Category Archives: Pearl Street

Troop 3 Reunion

Dave Eckhardt and Bob Baum at the 2004 Troop 3 reunion. Photo by Pic Harrison

Dave Eckhardt and Bob Baum at the 2004 Troop 3 reunion. Photo by Pic Harrison

It must have been at my 40th Marblehead High School in reunion in 1997 that some of us spoke of Dave Eckhardt, the scoutmaster we hadn’t seen since the mid 1950s. Someone, maybe Tom Hansen, remembered that he had moved to Chicago, and on a visit there had tried to look him up with no success. Someone else remembered hearing something about Dave living in Virginia and had tried to find him, again without result.  The mystery of Dave Eckhardt rattled around in the back of my mind for a couple of years and I couldn’t let go of it. After all, I had played a role connecting him with Troop 3 in the first place. He had turned up as a border in the summer of 1951 in the house where we rented rooms at 18 Pearl Street when I was twelve. I mentioned that I was Boy Scout in Troop 3, and Dave, then age twenty-one, had jumped at the opportunity to get involved.  Fifty years later, in April 2001, I undertook an internet search and found a David C. Eckhardt in Virginia Beach, VA. I sent off a letter and received an email from him several days later. That evening we spoke on the phone for an hour.

Dave had four grown children and two grandchildren. What brought him to Marblehead in 1951 was a job with Sylvania in transistor research following his graduation from Carnegie-Mellon University. His young single co-workers, he told me, spent their evenings in bars, but he wanted to do something useful with his spare time — his explanation for his non-stop dedication to our Boy Scout troop.  He had discovered after his three and half years in Marblehead that he was better suited for sales than for research and had switched from Sylvania to IBM where he had worked mostly in Chicago. After IBM he moved to Virginia and began a real estate business. At seventy-one he managed an agency full time that dealt in condo time-shares. He added that he had raised his children through their teenage years as a single parent.  I couldn’t think of anyone better prepared for single parenting than Dave Eckhardt after his experience with us.

(TASK MATERIAL)
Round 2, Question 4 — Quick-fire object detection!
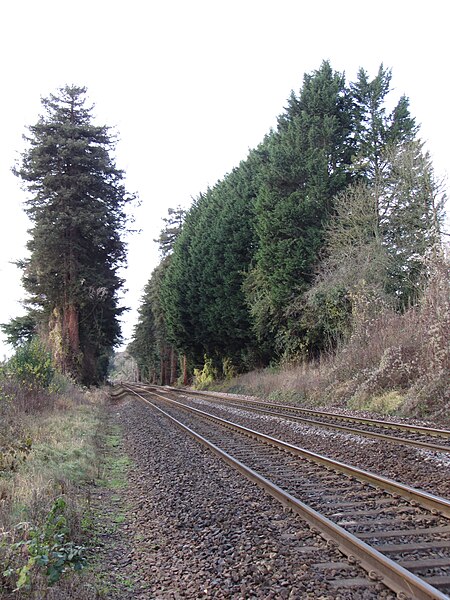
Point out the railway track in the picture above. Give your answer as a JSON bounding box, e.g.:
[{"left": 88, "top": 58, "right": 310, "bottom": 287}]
[
  {"left": 134, "top": 384, "right": 450, "bottom": 453},
  {"left": 115, "top": 386, "right": 450, "bottom": 600}
]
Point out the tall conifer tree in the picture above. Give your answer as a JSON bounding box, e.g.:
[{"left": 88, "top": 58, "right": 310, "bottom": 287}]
[{"left": 15, "top": 86, "right": 132, "bottom": 383}]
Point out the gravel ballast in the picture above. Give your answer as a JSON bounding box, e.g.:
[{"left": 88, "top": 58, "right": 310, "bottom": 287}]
[{"left": 109, "top": 397, "right": 395, "bottom": 600}]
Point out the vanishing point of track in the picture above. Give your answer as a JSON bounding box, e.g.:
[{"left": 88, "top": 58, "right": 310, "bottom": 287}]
[
  {"left": 154, "top": 386, "right": 450, "bottom": 453},
  {"left": 115, "top": 386, "right": 450, "bottom": 600}
]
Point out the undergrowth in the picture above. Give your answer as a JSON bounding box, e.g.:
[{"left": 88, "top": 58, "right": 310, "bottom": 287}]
[
  {"left": 207, "top": 252, "right": 450, "bottom": 423},
  {"left": 0, "top": 342, "right": 110, "bottom": 600}
]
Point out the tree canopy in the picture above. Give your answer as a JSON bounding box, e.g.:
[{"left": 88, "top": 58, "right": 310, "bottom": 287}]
[
  {"left": 8, "top": 86, "right": 132, "bottom": 383},
  {"left": 133, "top": 62, "right": 443, "bottom": 382}
]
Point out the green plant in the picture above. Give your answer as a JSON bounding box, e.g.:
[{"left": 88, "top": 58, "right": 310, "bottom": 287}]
[
  {"left": 3, "top": 498, "right": 86, "bottom": 591},
  {"left": 5, "top": 339, "right": 55, "bottom": 388},
  {"left": 194, "top": 354, "right": 217, "bottom": 389}
]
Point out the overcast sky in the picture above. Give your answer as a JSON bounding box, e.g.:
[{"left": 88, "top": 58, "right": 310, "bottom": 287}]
[{"left": 0, "top": 0, "right": 450, "bottom": 358}]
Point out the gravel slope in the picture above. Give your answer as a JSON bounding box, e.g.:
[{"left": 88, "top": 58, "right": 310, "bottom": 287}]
[
  {"left": 103, "top": 397, "right": 394, "bottom": 600},
  {"left": 171, "top": 395, "right": 450, "bottom": 498}
]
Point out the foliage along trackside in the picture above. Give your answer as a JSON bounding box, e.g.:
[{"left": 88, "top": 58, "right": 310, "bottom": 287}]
[
  {"left": 0, "top": 339, "right": 121, "bottom": 600},
  {"left": 3, "top": 86, "right": 133, "bottom": 384},
  {"left": 128, "top": 62, "right": 448, "bottom": 418}
]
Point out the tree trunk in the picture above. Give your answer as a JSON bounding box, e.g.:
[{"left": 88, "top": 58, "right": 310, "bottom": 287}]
[
  {"left": 183, "top": 354, "right": 188, "bottom": 385},
  {"left": 169, "top": 346, "right": 178, "bottom": 385}
]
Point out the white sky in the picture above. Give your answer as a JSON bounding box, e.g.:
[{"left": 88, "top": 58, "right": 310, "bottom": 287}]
[{"left": 0, "top": 0, "right": 450, "bottom": 357}]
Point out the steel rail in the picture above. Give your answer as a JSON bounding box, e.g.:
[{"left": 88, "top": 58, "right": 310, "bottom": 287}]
[
  {"left": 159, "top": 384, "right": 450, "bottom": 439},
  {"left": 119, "top": 388, "right": 449, "bottom": 600},
  {"left": 124, "top": 388, "right": 450, "bottom": 518},
  {"left": 153, "top": 390, "right": 450, "bottom": 453}
]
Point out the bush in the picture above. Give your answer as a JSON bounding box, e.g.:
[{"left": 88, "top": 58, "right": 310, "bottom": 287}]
[
  {"left": 2, "top": 498, "right": 86, "bottom": 591},
  {"left": 3, "top": 339, "right": 55, "bottom": 388}
]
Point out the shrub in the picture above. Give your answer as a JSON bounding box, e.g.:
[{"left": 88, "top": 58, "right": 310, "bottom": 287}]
[
  {"left": 2, "top": 498, "right": 86, "bottom": 591},
  {"left": 3, "top": 339, "right": 55, "bottom": 388}
]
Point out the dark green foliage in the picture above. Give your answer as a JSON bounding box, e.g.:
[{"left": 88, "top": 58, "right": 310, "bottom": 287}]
[
  {"left": 3, "top": 338, "right": 55, "bottom": 388},
  {"left": 0, "top": 311, "right": 37, "bottom": 347},
  {"left": 3, "top": 498, "right": 86, "bottom": 591},
  {"left": 246, "top": 62, "right": 353, "bottom": 353},
  {"left": 15, "top": 86, "right": 130, "bottom": 383},
  {"left": 162, "top": 153, "right": 259, "bottom": 371},
  {"left": 153, "top": 206, "right": 186, "bottom": 257},
  {"left": 133, "top": 62, "right": 442, "bottom": 378}
]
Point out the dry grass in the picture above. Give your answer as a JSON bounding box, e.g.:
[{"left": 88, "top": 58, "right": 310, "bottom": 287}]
[
  {"left": 0, "top": 380, "right": 106, "bottom": 598},
  {"left": 216, "top": 253, "right": 450, "bottom": 423}
]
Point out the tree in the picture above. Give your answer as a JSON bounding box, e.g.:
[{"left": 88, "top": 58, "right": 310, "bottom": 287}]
[
  {"left": 246, "top": 62, "right": 353, "bottom": 354},
  {"left": 14, "top": 86, "right": 132, "bottom": 384}
]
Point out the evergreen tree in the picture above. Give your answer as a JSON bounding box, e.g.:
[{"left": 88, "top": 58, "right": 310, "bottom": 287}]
[
  {"left": 11, "top": 86, "right": 131, "bottom": 383},
  {"left": 246, "top": 62, "right": 352, "bottom": 353}
]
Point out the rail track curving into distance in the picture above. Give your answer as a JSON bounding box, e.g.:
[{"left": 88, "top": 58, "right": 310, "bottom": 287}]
[
  {"left": 134, "top": 384, "right": 450, "bottom": 453},
  {"left": 115, "top": 385, "right": 450, "bottom": 600}
]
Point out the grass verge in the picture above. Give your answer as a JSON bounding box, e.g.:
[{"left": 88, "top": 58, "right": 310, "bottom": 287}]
[{"left": 0, "top": 390, "right": 129, "bottom": 600}]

(TASK REQUIREMENTS)
a – Turn the entries into a numbered list with blank lines omitted, beginning at the line containing "Point out the dry" and running through the last line of the entries.
b – Carry on the recollection about scoutmaster Dave Eckhardt from its final sentence.
These entries have no connection to the scoutmaster recollection.

(SOLVED PROBLEMS)
a –
1. Point out the dry grass in the picture above. Give your answer as a JSON bounding box, e.g.:
2. [{"left": 88, "top": 58, "right": 310, "bottom": 287}]
3. [
4.   {"left": 0, "top": 380, "right": 106, "bottom": 598},
5.   {"left": 216, "top": 253, "right": 450, "bottom": 423}
6. ]
7. Point out the tree in the picture above. Give your answer as a JSON bounding box, e.g.:
8. [{"left": 88, "top": 58, "right": 310, "bottom": 287}]
9. [
10.   {"left": 246, "top": 62, "right": 353, "bottom": 354},
11.   {"left": 14, "top": 86, "right": 132, "bottom": 384}
12. ]
13. Point out the evergreen tree in the picture above. Give your answer as a JSON bounding box, e.g.:
14. [{"left": 88, "top": 58, "right": 310, "bottom": 287}]
15. [
16.   {"left": 11, "top": 86, "right": 131, "bottom": 383},
17.   {"left": 246, "top": 62, "right": 352, "bottom": 353}
18. ]
19. Point out the rail track curving into distance in the picture above. Give your answer as a JSON bounding box, e.g.:
20. [{"left": 88, "top": 58, "right": 310, "bottom": 287}]
21. [
22.   {"left": 134, "top": 384, "right": 450, "bottom": 453},
23.   {"left": 115, "top": 385, "right": 450, "bottom": 600}
24. ]
25. Point out the grass verge in the picture above. Give your answer as a JSON bounding box, e.g.:
26. [{"left": 88, "top": 58, "right": 310, "bottom": 287}]
27. [{"left": 0, "top": 390, "right": 129, "bottom": 600}]

b –
At our forty-fifth high school reunion in 2002, I suggested to Hopper Cutler and Tom Hansen that we might do a Boy Scout reunion and bring Dave back to Marblehead for a visit.  They agreed. After returning to St. Louis I dug into the job of locating as many alums as I could. I did a lot of this research using my internet connection at work during slack periods which my employer didn’t seem to mind. We had weathered the millennium bug thanks to intense preparation, and my job had become a lot easier. I started with a few addresses and sent letters and then emails. Everyone I contacted helped to locate others. The Yankee Clipper Boy Scout Council dug up old troop rosters from Marblehead going back into the 1930s and sent me copies.  Of the 41 alums I found 22 were willing to come on the date we had set: May 22, 2004. At the Marblehead end, Hooper arranged for us to use the Masonic Hall on Pleasant Street and located a caterer who did a marvelous job with fried shrimp at low cost. Buck Grader volunteered the Landing Restaurant for a Saturday morning gathering and arranged lodging for Dave Eckhardt at the Boston Yacht Club.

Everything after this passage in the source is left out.